• _TASK STATEMENT_:
Work out the number of lines with the word "grass" in the material below, then reply with that number only.
━━━━━ TASK INPUT
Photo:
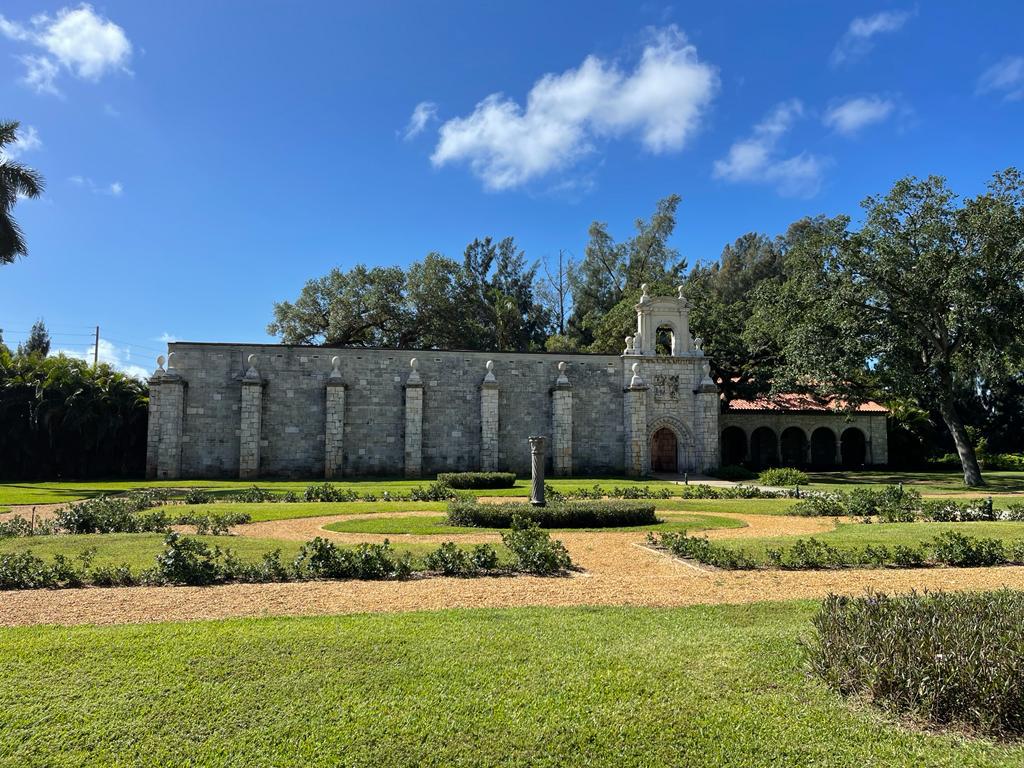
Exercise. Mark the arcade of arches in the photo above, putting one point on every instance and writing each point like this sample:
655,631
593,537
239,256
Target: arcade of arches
820,440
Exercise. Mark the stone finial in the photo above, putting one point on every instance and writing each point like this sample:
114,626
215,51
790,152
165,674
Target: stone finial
252,373
636,381
562,378
414,374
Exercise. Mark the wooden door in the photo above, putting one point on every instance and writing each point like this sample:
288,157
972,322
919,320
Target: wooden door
664,451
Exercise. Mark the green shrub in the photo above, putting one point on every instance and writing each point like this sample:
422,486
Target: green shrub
583,514
732,472
947,658
325,492
782,476
187,561
198,496
322,559
962,551
476,480
701,550
820,505
534,551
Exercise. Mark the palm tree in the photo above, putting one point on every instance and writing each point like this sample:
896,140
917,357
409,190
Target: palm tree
16,180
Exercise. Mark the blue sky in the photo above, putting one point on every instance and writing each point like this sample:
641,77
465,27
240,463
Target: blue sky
204,160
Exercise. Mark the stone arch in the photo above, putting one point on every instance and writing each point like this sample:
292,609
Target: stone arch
793,446
853,448
666,336
686,446
733,442
822,446
764,448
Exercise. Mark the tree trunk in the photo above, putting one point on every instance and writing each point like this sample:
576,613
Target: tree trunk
972,472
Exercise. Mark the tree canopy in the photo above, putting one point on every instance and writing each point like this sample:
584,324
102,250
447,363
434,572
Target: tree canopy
16,180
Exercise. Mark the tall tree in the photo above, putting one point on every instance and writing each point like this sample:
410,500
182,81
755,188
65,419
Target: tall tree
16,180
360,307
38,341
612,272
927,298
720,296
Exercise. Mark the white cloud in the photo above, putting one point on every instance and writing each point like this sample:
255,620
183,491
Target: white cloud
116,356
115,188
663,99
28,140
424,113
850,116
756,159
81,41
858,39
1007,78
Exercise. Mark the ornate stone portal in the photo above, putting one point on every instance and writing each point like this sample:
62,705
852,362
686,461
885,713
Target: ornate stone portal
254,411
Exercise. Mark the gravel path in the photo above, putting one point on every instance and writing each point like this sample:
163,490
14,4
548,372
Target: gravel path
617,570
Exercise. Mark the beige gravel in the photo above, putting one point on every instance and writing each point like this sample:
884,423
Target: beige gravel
617,570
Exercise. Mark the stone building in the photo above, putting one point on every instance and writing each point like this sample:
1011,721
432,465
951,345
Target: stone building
253,411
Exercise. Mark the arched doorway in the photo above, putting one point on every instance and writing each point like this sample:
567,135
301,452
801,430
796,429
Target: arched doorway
665,452
794,445
822,448
733,445
764,448
853,448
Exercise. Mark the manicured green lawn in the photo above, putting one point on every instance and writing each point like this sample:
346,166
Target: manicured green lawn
424,524
619,687
139,550
927,482
289,511
858,536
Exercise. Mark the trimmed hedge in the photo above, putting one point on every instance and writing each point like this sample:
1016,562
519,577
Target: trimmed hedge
476,480
949,658
586,514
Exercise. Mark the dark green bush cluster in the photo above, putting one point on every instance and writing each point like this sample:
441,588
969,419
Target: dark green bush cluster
131,513
475,480
450,559
534,551
782,477
701,550
583,514
813,554
947,658
732,472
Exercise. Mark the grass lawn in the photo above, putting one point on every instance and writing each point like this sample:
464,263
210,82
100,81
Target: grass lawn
━━━━━━━━━━
• _SOLVED EXERCISE_:
2